--- Start of DOCUMENT EXTRACT ---

Colin Webb from NLA in Australia: been doing selective web archiving since 1 April, 1996, with negotiated permissions, quality control and access (however, get about 98% permission success). Also full domain harvests each year since 2005 (1 billion files this year). No legal deposit law (yet, despite lobbying), so have not yet provided access to the full domain crawls. Challenges are interconnected: what we want to collect, what we’re allowed to collect, what we’re able to collect (?) and what we can afford to collect.

Colin then talking about the preservation working group of IIPC, set up in 2007 after the initial concerns to get capture organised had abated. Brief: to identify preservation standards and practices applicable to web archives. Raises questions about whether web preservation differs from “ordinary” digital preservation. What about the scale effects? Work plan includes annual survey of web technical environment (browsers needed, etc). Comment suggested how important this was, hoped they would publish results and continue for many years to do so.

Question: can people whose web site is at risk get it preserved? This has started to happen. Also starting to see requests from people who have had disasters, wanting (and getting) help in recovering their web sites! Nice French story about political parties who have re-done their web sites, and now don’t remember what they promised a few years ago!

iPres 2008 Building Trust

Tyler Walters of GIT comparing trust in the banking system with trust in repositories. The upheavals in banking currently show how easily trust can be upset, and how hard it is to regain once lost. Further desk study on trust; 3 major sources (see paper for references). Useful idea of trust antecedents: what comes before an event that helps you trust, subjectively. Trust that endures is more likely to continue if there’s a breach of trust. Trust is a relationship between people, more than institutions. Trust development: engage, listen, frame issues, envision options, commit. Looks like a paper that’s well worth reading; it’s always seemed to me that trust is about much more than certifying against checklists.

Susanne Dobratz from Humboldt University on quality management and trust, work done in the nestor programme. Should we have separate standards and certification mechanisms (as in the CCSDS Repository Audit and Certification work), or build on existing security and quality management standards? Working though a project to assess applicability of these latter standards (ISO 9000, ISO 27000 etc). Did an analysis and a survey with a questionnaire to 53 persons, got responses from 18 (most responded but were not really able to answer the questions). DINI guidelines the most popular, formal standards little used. Standards mostly used as guidelines rather than formally (makes sense to me, having used ISO security standards that way). 94% knew their designated community, but only 53% have analysed the needs of their designated community. 61% were unsure whether a separate standard for trusted repositories was important; similar proportion unsure whether they would go through any certification process. As a result, I think they are interested in creating a smaller, more informal quality standard along the lines of DINI etc.

--- End of DOCUMENT EXTRACT ---
--- Start of DATA SHOWN ---

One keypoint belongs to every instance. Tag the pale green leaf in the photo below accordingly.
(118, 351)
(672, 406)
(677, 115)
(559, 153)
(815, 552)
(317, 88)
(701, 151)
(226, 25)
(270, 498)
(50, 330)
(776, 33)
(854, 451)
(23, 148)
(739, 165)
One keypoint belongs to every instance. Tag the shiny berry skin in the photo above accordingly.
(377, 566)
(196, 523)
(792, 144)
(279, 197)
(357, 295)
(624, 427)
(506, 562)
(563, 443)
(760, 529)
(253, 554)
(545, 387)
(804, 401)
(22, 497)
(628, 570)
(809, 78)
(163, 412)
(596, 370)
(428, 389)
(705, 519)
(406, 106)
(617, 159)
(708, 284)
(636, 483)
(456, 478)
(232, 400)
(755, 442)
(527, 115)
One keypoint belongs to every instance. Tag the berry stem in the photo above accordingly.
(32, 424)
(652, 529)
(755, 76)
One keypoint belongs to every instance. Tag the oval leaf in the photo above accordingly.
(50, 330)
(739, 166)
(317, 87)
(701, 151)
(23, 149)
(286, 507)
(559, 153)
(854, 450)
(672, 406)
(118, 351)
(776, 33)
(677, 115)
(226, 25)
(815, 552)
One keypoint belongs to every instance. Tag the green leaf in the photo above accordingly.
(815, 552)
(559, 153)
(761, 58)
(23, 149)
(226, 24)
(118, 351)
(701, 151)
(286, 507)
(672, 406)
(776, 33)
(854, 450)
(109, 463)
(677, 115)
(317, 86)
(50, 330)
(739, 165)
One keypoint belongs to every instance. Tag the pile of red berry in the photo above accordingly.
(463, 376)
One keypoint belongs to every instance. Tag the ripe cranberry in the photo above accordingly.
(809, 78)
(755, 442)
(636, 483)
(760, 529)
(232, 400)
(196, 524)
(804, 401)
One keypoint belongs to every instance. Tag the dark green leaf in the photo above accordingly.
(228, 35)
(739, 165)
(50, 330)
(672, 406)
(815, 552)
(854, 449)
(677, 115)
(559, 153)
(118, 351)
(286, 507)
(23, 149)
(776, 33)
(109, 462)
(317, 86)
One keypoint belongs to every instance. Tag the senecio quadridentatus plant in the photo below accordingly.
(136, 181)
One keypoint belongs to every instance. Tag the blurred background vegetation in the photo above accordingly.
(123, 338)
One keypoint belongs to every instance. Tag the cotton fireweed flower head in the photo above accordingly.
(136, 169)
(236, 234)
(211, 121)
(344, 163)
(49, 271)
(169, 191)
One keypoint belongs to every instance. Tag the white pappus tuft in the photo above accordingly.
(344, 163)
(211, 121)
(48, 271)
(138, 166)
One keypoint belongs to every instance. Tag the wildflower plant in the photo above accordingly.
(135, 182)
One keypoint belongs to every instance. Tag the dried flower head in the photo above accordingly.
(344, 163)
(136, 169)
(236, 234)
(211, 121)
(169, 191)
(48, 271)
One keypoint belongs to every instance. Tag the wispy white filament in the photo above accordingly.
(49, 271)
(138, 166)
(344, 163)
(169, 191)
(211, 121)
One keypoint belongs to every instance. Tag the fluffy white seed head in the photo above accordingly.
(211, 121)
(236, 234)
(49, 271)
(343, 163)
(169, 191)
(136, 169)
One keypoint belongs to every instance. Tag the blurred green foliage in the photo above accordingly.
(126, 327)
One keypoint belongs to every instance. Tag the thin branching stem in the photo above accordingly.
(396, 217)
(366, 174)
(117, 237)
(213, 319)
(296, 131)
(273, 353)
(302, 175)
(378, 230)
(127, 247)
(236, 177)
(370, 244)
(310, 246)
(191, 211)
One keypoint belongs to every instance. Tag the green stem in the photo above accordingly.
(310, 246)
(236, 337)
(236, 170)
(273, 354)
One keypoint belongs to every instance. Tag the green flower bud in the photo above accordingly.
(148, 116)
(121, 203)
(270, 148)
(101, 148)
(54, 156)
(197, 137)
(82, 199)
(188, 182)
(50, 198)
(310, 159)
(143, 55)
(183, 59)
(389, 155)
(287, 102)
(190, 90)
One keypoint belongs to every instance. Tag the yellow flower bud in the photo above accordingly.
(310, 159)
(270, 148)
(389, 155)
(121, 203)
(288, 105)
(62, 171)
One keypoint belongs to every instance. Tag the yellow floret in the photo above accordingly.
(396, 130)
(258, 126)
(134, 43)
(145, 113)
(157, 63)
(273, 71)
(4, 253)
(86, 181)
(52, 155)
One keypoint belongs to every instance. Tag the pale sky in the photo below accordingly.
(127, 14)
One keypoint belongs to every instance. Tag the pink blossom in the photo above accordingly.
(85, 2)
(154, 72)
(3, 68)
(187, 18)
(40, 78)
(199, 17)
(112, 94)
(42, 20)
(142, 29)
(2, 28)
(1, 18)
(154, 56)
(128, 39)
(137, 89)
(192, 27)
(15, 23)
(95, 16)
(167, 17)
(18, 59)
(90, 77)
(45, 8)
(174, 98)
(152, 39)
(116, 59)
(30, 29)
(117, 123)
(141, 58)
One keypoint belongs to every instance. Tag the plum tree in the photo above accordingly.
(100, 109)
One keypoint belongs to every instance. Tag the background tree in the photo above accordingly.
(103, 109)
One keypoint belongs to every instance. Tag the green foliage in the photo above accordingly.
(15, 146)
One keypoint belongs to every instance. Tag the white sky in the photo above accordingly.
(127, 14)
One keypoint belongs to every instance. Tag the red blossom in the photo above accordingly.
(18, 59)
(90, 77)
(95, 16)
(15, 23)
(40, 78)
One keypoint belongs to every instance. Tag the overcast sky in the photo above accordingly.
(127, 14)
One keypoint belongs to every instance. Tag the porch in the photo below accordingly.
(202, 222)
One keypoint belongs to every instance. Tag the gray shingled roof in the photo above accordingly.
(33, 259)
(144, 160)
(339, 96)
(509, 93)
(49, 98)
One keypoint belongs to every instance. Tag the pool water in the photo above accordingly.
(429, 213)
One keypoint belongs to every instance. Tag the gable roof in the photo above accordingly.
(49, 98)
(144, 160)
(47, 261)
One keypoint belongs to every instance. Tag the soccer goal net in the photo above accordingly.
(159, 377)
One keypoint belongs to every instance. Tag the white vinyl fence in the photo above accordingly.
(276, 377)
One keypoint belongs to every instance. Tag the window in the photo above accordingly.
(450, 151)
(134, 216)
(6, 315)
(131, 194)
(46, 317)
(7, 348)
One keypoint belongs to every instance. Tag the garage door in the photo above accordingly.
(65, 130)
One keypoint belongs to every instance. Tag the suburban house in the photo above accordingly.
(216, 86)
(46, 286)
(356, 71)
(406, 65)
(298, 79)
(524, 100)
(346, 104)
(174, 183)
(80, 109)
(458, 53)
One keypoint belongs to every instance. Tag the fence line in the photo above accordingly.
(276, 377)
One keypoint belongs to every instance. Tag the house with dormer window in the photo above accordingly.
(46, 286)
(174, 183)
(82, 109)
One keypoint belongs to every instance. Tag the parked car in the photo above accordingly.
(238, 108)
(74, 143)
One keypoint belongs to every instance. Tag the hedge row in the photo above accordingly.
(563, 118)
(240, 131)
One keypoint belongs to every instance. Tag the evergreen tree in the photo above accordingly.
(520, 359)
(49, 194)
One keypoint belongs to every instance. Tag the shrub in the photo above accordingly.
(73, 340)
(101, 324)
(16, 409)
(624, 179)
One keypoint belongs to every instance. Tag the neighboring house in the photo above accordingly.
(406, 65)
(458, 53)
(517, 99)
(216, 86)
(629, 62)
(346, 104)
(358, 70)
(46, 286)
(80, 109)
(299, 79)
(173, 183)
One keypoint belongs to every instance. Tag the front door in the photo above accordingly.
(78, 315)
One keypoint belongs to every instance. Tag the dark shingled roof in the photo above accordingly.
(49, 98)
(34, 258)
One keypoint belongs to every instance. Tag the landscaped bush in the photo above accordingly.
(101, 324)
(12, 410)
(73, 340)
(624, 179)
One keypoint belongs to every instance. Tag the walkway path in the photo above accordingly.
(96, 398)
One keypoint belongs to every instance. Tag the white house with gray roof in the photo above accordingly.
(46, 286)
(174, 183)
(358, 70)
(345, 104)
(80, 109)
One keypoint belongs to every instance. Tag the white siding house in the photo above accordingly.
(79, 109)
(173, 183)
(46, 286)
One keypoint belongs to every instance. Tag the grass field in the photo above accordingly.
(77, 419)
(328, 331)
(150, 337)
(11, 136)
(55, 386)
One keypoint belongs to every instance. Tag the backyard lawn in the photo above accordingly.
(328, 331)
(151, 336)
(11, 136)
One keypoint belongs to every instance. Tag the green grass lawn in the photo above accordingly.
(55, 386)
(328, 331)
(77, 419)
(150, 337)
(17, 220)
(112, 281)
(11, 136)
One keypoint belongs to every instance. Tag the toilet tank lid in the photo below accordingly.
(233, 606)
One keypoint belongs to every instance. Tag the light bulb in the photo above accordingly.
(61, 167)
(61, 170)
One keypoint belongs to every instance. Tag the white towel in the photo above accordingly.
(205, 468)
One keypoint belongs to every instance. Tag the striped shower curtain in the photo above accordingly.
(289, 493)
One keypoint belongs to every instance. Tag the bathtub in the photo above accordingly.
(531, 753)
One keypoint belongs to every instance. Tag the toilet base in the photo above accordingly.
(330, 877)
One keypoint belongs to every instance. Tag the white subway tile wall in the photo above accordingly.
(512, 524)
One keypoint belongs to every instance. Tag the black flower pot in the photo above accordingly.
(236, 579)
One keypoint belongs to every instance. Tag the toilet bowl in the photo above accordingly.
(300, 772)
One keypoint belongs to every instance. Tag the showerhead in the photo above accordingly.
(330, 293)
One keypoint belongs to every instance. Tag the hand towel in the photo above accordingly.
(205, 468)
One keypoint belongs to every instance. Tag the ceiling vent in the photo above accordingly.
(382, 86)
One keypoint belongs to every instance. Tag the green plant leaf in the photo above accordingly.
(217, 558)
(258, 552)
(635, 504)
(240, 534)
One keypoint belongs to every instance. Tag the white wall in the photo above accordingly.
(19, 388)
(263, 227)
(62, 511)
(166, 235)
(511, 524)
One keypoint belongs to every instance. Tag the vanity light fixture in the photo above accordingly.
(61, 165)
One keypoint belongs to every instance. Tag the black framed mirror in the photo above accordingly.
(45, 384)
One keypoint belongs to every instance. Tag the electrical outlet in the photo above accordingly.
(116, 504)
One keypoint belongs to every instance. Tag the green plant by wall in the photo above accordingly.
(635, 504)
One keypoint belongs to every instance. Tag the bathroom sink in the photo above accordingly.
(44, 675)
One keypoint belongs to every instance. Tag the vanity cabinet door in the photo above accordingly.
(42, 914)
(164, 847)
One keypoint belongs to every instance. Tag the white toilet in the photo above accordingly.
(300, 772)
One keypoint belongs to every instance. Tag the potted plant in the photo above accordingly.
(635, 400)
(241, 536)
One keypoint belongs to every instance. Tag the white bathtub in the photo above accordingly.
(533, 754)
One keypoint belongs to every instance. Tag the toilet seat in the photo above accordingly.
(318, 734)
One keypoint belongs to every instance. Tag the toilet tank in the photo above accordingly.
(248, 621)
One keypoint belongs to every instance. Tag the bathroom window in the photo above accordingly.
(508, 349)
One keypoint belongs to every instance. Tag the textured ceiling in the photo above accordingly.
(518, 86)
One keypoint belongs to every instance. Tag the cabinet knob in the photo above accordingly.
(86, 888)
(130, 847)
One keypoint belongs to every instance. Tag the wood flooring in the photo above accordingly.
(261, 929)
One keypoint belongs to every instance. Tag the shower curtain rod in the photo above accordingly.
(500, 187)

--- End of DATA SHOWN ---

TO BE DONE:
1/ Reproduce the passage of the conference notes starting at "Colin Webb from" and ending at "afford to collect.".
2/ Answer these questions using the conference notes:
(a) Since what date has the NLA been doing selective web archiving?
(b) In what year was the IIPC preservation working group set up?
(c) How many persons were sent the questionnaire in the nestor survey, and how many responded?

RESULTS OF THE EXERCISE:
1/
Colin Webb from NLA in Australia: been doing selective web archiving since 1 April, 1996, with negotiated permissions, quality control and access (however, get about 98% permission success). Also full domain harvests each year since 2005 (1 billion files this year). No legal deposit law (yet, despite lobbying), so have not yet provided access to the full domain crawls. Challenges are interconnected: what we want to collect, what we’re allowed to collect, what we’re able to collect (?) and what we can afford to collect.

2/
(a) 1 April 1996
(b) 2007
(c) 53 persons were sent the questionnaire, and 18 responded.